• **Quoted text**
Thanks so much. I'm delighted to be here. All right, so start off, why do you consider now to be a pivotal moment for early childhood? Over the last 10 years or so, there's just been such a growth in awareness of how crucial the first period of human development is as a foundation for the rest of people's lives.

There's been a rapidly growing body of brain science that helps us understand that, and it's heaped its way into both the policy sphere and the sort of general public awareness. So we're just now really recognizing that this is a policy area that matters a great deal and that we haven't thought enough about. So is this part of the reason why you started the Center for Child and Family Development?

Yes, absolutely. We're just now coming to understand that this is really important. There's been a big increase in policy attention, media attention to early childhood, so I think it needs more attention. At the same time, I'm hoping that the Center on Child and Family Policy will be able to provide a platform which is focused less on politics, less on programs, and more on what needs to happen to ensure that all young children have the opportunity to thrive. So our goal, our North Star, is the healthy development and well-being of young children.

So that's going to drive everything that we're doing. There's just not enough organizations out there that are working in this space and taking that kind of approach. Okay, and we will get to that because I think a lot of people want to hear, what can I be doing with my own children at home, with my grandchildren? But North Carolina Family Policy Council is a public policy organization, so let's talk about that first and a little bit more. Why is public policy something we cannot ignore when we're talking about early childhood development? Our lives are influenced to such a degree now by policy, right, that kind of touches every area of our lives.

(Named object pointing data)

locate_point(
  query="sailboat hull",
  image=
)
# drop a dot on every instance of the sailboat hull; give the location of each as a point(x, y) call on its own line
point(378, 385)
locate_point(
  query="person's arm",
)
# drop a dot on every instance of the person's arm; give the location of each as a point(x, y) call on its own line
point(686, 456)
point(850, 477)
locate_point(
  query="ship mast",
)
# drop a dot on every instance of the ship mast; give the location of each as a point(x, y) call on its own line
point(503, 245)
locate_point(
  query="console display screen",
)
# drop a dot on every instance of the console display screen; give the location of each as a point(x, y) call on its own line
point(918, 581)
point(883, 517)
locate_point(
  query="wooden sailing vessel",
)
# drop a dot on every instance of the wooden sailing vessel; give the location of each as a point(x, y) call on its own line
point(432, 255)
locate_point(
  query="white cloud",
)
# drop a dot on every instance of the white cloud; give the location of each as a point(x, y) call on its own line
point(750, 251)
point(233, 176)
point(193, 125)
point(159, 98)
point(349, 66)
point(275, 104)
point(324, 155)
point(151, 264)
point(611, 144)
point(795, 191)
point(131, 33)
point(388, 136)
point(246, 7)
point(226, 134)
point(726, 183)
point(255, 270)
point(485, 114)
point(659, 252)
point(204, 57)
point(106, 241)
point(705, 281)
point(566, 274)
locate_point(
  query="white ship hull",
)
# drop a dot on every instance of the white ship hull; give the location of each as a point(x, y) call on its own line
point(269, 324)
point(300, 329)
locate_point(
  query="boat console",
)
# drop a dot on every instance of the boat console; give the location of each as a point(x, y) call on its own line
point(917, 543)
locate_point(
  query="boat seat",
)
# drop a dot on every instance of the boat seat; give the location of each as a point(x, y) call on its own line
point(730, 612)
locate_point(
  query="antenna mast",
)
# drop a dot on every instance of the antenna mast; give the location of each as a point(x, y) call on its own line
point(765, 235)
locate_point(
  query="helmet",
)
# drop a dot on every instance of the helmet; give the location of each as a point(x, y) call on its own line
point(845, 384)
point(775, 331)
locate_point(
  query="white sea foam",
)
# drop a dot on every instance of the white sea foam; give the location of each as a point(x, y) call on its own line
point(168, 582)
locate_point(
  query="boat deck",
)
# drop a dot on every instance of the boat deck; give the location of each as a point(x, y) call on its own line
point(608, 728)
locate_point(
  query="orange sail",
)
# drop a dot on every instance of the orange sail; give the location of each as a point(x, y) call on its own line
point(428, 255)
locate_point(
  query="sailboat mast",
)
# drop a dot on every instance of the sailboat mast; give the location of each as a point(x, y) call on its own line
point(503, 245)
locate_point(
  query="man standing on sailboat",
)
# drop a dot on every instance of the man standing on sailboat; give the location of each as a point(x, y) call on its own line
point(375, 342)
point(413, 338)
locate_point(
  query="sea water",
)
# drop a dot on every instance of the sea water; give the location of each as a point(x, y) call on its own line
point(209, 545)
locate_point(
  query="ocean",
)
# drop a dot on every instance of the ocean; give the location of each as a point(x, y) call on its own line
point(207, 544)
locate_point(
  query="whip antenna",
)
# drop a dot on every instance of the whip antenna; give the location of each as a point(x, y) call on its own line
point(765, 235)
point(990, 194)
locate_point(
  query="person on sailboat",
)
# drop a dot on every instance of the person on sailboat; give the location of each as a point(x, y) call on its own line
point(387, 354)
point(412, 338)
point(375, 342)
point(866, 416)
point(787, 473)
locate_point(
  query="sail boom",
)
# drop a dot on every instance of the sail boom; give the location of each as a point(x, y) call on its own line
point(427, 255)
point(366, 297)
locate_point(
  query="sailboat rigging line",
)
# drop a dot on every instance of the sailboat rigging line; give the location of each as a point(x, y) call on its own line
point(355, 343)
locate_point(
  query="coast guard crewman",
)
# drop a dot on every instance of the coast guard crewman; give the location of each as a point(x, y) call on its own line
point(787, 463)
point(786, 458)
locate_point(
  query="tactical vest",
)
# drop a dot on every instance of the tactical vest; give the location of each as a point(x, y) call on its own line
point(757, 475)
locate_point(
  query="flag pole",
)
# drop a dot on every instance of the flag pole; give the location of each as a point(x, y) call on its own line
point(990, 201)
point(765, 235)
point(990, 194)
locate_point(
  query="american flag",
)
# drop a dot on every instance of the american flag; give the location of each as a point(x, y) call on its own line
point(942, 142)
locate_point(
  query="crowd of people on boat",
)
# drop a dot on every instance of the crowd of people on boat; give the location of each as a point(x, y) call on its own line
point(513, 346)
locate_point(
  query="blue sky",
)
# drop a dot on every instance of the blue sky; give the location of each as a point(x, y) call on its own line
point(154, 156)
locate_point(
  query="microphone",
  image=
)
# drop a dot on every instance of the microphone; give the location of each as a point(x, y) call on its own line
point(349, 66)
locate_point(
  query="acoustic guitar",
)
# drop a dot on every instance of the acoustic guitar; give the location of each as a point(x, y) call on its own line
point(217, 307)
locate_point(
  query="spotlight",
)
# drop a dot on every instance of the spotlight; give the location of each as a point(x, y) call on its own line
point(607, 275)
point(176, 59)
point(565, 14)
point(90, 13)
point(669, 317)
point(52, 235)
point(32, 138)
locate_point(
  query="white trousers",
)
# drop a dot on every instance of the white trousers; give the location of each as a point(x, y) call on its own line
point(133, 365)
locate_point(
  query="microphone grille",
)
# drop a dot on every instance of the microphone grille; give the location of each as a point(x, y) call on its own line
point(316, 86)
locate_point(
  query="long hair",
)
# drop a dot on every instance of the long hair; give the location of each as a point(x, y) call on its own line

• **Exercise task**
Rewrite the interview starting with "Thanks so much." and going on through "and Family Development?", changing "brain science" to "neuroscience".

• **Reply**
Thanks so much. I'm delighted to be here. All right, so start off, why do you consider now to be a pivotal moment for early childhood? Over the last 10 years or so, there's just been such a growth in awareness of how crucial the first period of human development is as a foundation for the rest of people's lives.

There's been a rapidly growing body of neuroscience that helps us understand that, and it's heaped its way into both the policy sphere and the sort of general public awareness. So we're just now really recognizing that this is a policy area that matters a great deal and that we haven't thought enough about. So is this part of the reason why you started the Center for Child and Family Development?